Список заданий:
1. Перечислите все сведения, которые в тексте о прозе Степновой идут после слова «Оказывается» и о которых автор тоже собирается «доложить».
2. Измените фрагмент текста о прозе Степновой, начиная со слов «Словом, с матчастью» и далее до слов «потолкуем о высоком?», заменив «матчастью» на «фактами».

--- Текст для чтения ---

Выбрать главу

«Имперская свинья с хрюком поднялась из вековой лужи и принялась равнодушно пожирать собственных поросят, не разбираясь особо, какие из них кошерные, а какие – не очень» («Женщины Лазаря»).

Вейз мир, кошерное порося! Я таки знал, что этот шлемазл Моисей морочит нам голову… Впрочем, доверимся Степновой – не он один:

«У каждой под дешёвым хэбэшным лифчиком билось нежное преданное сердце русской женщины, укрытое круглой упругой мышцей» («Хирург»).

А я-то по невежеству своему, считал, что нет под лифчиком мышечной ткани – только соединительная да жировая… Спасибо, Марина Львовна, вразумили. Непременно доложу о вашем открытии Нобелевскому комитету. Впрочем, докладывать придётся не только об этом. Оказывается, в 1918 году ещё существовала дагеротипия. И Reichsheer в упомянутом году стоял на подступах к Москве. И женские половые гормоны были известны в 1905-м, за два десятка лет до Аллена и Дойси. И сухой закон в СССР отменили не 26 августа 1923 года, а лишь в конце 1924-го…

Словом, с матчастью у Степновой постоянные нелады. Разумеется, дьявол в деталях. Но это всего лишь детали, не более. Может, переменим материю да потолкуем о высоком?

ALSO SPRACH BELINKOW

«Скверный текст не станет лучше, даже если снабдить его всеми титулами и премиями мира». ( М. Степнова,  из интервью газете «Литературная Россия»)

Отправным пунктом для дальнейших экзерсисов служит аксиома известного русского литературоведа А. Белинкова: «Великий писатель создаёт идеи. Особенностью обычных хороших писателей является то, что они умеют создавать иллюзию весьма оригинальной мысли, в то время как на самом деле они умеют создавать лишь весьма оригинальные фразы».

--- Извлечённые записи ---

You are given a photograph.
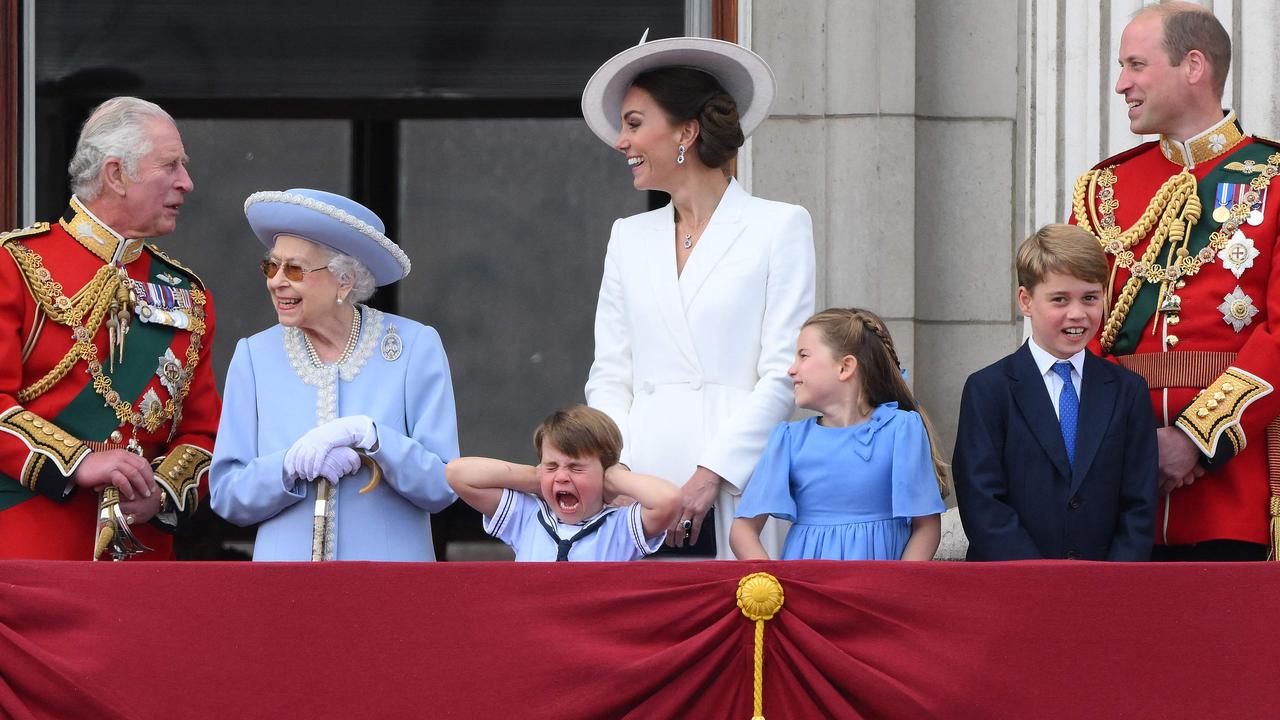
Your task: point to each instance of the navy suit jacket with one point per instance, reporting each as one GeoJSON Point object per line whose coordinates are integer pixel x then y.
{"type": "Point", "coordinates": [1019, 497]}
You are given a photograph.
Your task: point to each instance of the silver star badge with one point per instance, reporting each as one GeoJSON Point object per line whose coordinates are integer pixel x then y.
{"type": "Point", "coordinates": [1238, 255]}
{"type": "Point", "coordinates": [1238, 309]}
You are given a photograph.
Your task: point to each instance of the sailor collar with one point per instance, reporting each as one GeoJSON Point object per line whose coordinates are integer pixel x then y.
{"type": "Point", "coordinates": [97, 237]}
{"type": "Point", "coordinates": [1205, 146]}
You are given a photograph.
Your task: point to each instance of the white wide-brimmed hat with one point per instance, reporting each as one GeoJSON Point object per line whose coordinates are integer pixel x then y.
{"type": "Point", "coordinates": [741, 73]}
{"type": "Point", "coordinates": [332, 220]}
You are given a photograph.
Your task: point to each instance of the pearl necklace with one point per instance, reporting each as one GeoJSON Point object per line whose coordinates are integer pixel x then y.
{"type": "Point", "coordinates": [346, 352]}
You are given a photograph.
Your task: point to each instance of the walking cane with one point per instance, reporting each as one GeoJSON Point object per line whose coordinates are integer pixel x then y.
{"type": "Point", "coordinates": [324, 532]}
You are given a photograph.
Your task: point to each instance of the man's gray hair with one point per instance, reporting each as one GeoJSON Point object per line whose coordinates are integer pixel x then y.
{"type": "Point", "coordinates": [346, 268]}
{"type": "Point", "coordinates": [115, 128]}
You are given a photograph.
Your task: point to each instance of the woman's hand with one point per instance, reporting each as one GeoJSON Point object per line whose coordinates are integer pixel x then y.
{"type": "Point", "coordinates": [305, 460]}
{"type": "Point", "coordinates": [695, 499]}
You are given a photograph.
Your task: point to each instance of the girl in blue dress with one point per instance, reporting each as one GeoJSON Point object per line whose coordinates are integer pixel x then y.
{"type": "Point", "coordinates": [863, 481]}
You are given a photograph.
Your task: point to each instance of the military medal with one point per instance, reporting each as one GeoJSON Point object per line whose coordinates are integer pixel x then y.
{"type": "Point", "coordinates": [1258, 208]}
{"type": "Point", "coordinates": [170, 372]}
{"type": "Point", "coordinates": [1223, 201]}
{"type": "Point", "coordinates": [1238, 309]}
{"type": "Point", "coordinates": [161, 304]}
{"type": "Point", "coordinates": [1238, 255]}
{"type": "Point", "coordinates": [392, 345]}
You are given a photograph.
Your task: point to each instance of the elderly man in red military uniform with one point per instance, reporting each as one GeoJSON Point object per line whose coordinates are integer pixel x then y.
{"type": "Point", "coordinates": [108, 406]}
{"type": "Point", "coordinates": [1191, 229]}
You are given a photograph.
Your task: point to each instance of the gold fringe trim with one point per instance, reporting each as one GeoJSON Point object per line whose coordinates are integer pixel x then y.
{"type": "Point", "coordinates": [1219, 409]}
{"type": "Point", "coordinates": [1191, 368]}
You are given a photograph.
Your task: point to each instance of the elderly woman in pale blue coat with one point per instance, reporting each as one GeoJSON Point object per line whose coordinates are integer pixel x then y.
{"type": "Point", "coordinates": [334, 377]}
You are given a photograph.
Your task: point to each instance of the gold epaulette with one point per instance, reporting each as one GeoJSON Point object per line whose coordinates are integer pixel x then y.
{"type": "Point", "coordinates": [161, 254]}
{"type": "Point", "coordinates": [1216, 411]}
{"type": "Point", "coordinates": [39, 228]}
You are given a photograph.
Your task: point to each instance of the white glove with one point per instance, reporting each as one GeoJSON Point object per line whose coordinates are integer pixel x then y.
{"type": "Point", "coordinates": [338, 463]}
{"type": "Point", "coordinates": [305, 459]}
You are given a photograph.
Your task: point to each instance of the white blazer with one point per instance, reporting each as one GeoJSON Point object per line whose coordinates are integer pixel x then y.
{"type": "Point", "coordinates": [693, 368]}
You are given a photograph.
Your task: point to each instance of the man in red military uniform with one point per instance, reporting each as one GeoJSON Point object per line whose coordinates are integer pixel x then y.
{"type": "Point", "coordinates": [1191, 229]}
{"type": "Point", "coordinates": [105, 382]}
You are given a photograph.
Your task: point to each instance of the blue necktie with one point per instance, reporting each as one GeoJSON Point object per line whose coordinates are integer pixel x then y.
{"type": "Point", "coordinates": [1068, 409]}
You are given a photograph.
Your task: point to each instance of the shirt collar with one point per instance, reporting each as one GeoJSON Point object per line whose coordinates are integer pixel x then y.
{"type": "Point", "coordinates": [1219, 139]}
{"type": "Point", "coordinates": [97, 237]}
{"type": "Point", "coordinates": [1045, 360]}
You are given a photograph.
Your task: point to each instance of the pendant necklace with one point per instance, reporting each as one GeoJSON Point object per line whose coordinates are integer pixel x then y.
{"type": "Point", "coordinates": [689, 236]}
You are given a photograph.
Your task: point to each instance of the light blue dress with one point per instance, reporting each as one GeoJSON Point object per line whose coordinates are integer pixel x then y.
{"type": "Point", "coordinates": [400, 377]}
{"type": "Point", "coordinates": [850, 492]}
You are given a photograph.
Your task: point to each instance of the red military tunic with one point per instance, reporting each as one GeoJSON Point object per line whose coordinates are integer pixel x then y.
{"type": "Point", "coordinates": [1198, 322]}
{"type": "Point", "coordinates": [62, 396]}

---

Ответы по порядку:
1.
- В 1918 году ещё существовала дагеротипия.
- Reichsheer в 1918 году стоял на подступах к Москве.
- Женские половые гормоны были известны в 1905 году.
- Сухой закон в СССР отменили лишь в конце 1924 года.

2.
Словом, с фактами у Степновой постоянные нелады. Разумеется, дьявол в деталях. Но это всего лишь детали, не более. Может, переменим материю да потолкуем о высоком?